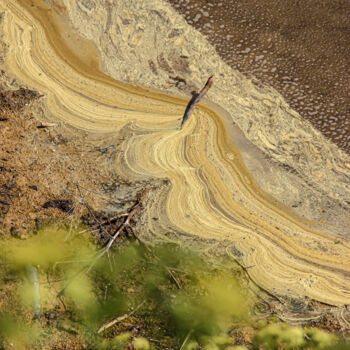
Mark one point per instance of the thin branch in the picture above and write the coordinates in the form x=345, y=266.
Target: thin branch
x=118, y=319
x=195, y=100
x=186, y=339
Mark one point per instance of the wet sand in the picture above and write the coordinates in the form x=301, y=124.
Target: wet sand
x=275, y=198
x=301, y=48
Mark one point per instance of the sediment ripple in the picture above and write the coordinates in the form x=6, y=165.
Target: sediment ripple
x=211, y=194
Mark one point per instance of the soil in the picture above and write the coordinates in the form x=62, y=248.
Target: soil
x=41, y=167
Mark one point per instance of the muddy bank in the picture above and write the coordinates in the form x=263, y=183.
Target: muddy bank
x=246, y=175
x=299, y=48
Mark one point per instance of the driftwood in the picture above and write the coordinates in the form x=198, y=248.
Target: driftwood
x=195, y=100
x=118, y=319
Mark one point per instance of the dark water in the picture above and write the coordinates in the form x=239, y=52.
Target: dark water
x=300, y=47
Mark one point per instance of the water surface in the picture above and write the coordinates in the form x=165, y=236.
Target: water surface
x=301, y=48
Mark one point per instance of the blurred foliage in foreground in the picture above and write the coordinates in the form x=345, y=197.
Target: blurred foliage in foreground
x=60, y=282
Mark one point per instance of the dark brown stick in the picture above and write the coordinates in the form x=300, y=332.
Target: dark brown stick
x=195, y=100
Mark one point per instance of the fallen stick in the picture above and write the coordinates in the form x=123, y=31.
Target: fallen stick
x=129, y=215
x=195, y=100
x=118, y=319
x=46, y=125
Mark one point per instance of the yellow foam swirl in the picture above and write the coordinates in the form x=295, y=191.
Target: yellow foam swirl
x=211, y=195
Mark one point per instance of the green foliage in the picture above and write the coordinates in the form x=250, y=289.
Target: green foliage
x=182, y=298
x=277, y=336
x=141, y=344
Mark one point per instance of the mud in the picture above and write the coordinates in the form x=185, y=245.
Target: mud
x=246, y=175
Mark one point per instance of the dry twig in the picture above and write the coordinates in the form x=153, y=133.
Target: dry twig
x=118, y=319
x=195, y=100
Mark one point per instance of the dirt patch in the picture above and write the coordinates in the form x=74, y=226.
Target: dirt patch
x=46, y=171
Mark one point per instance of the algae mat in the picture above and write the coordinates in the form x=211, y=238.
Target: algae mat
x=219, y=186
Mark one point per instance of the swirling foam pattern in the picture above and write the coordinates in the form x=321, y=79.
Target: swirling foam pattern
x=212, y=194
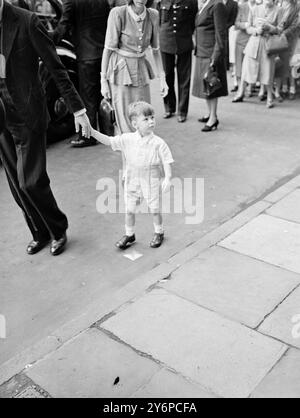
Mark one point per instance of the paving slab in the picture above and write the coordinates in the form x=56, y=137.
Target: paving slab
x=284, y=322
x=234, y=285
x=166, y=384
x=224, y=357
x=90, y=366
x=31, y=392
x=273, y=240
x=283, y=381
x=287, y=208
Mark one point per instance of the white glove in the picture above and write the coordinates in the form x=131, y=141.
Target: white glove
x=83, y=122
x=164, y=89
x=105, y=89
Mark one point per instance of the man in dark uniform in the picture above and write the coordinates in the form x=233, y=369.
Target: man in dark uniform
x=177, y=24
x=87, y=21
x=24, y=41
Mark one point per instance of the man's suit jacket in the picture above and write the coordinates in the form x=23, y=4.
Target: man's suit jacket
x=87, y=21
x=211, y=31
x=232, y=8
x=177, y=24
x=25, y=41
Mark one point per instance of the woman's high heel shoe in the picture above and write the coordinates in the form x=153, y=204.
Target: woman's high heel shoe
x=203, y=119
x=213, y=127
x=238, y=99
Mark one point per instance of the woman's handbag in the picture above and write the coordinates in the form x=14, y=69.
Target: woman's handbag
x=212, y=82
x=276, y=44
x=107, y=118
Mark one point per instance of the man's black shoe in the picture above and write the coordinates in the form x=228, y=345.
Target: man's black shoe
x=125, y=242
x=157, y=240
x=58, y=245
x=35, y=246
x=83, y=142
x=168, y=115
x=181, y=118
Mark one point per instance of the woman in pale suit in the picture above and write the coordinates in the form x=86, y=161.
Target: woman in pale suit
x=126, y=71
x=257, y=65
x=289, y=25
x=211, y=36
x=242, y=36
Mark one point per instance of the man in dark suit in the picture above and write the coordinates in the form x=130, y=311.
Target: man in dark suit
x=87, y=21
x=23, y=143
x=177, y=24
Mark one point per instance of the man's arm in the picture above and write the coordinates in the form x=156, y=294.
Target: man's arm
x=66, y=22
x=104, y=139
x=45, y=49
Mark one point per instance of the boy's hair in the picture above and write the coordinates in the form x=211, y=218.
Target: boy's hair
x=140, y=108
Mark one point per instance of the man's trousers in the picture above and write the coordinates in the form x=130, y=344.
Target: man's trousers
x=183, y=63
x=23, y=154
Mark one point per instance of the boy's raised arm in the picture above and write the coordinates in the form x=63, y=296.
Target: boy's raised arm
x=104, y=139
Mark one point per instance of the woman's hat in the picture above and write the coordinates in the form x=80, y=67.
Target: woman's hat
x=2, y=116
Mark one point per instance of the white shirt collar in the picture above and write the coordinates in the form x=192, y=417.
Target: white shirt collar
x=144, y=138
x=136, y=17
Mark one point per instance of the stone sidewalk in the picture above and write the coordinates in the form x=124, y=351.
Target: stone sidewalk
x=219, y=319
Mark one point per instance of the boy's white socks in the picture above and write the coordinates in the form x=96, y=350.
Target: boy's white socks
x=159, y=229
x=129, y=230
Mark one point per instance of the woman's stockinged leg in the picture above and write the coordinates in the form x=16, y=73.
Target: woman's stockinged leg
x=213, y=112
x=130, y=223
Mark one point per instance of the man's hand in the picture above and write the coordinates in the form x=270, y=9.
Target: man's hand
x=166, y=184
x=164, y=89
x=83, y=122
x=105, y=89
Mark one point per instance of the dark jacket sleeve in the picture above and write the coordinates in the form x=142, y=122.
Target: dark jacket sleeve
x=45, y=49
x=232, y=14
x=220, y=21
x=66, y=22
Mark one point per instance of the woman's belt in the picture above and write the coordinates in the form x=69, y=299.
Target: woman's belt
x=128, y=54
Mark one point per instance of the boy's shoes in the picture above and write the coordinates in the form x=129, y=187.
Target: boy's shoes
x=36, y=246
x=125, y=242
x=157, y=240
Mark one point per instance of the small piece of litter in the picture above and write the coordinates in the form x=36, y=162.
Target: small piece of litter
x=133, y=255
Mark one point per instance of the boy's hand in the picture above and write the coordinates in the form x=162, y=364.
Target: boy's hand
x=105, y=89
x=166, y=184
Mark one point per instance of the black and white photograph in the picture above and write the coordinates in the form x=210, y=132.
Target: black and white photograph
x=149, y=202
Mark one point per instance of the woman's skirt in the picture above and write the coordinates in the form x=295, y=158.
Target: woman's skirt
x=201, y=68
x=232, y=44
x=283, y=68
x=239, y=58
x=261, y=68
x=122, y=97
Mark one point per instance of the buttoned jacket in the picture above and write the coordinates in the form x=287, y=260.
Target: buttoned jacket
x=177, y=24
x=26, y=42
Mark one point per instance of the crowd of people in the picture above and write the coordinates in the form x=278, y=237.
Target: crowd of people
x=121, y=45
x=218, y=32
x=259, y=23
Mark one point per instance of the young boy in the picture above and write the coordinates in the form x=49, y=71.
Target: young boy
x=145, y=155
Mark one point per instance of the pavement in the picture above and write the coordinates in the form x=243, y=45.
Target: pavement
x=221, y=318
x=213, y=313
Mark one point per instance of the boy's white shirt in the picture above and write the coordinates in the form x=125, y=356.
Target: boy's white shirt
x=133, y=143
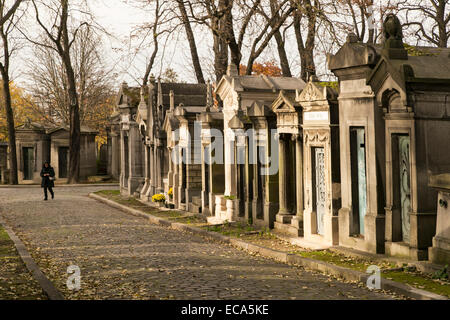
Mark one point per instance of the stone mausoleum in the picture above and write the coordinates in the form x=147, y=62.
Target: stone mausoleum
x=360, y=163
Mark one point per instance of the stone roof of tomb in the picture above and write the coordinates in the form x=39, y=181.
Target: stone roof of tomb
x=83, y=130
x=354, y=54
x=189, y=94
x=430, y=63
x=426, y=65
x=32, y=126
x=262, y=83
x=132, y=94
++++++++
BRIEF:
Retype exactly the span of lines from the one with "Target: man in dark uniform" through the one with "Mark one point per instance of the woman's high"; include both ends and omit the rest of the material.

EXERCISE RESPONSE:
Target: man in dark uniform
x=177, y=24
x=87, y=21
x=24, y=41
Mark one point per instance of the man's suit jacket in the picture above and write the coordinates in the form x=23, y=4.
Target: man's suit jacket
x=87, y=21
x=211, y=31
x=232, y=8
x=177, y=24
x=25, y=41
Mark one point per instance of the woman's high heel shoe in the picture above and write the coordinates in the form x=153, y=204.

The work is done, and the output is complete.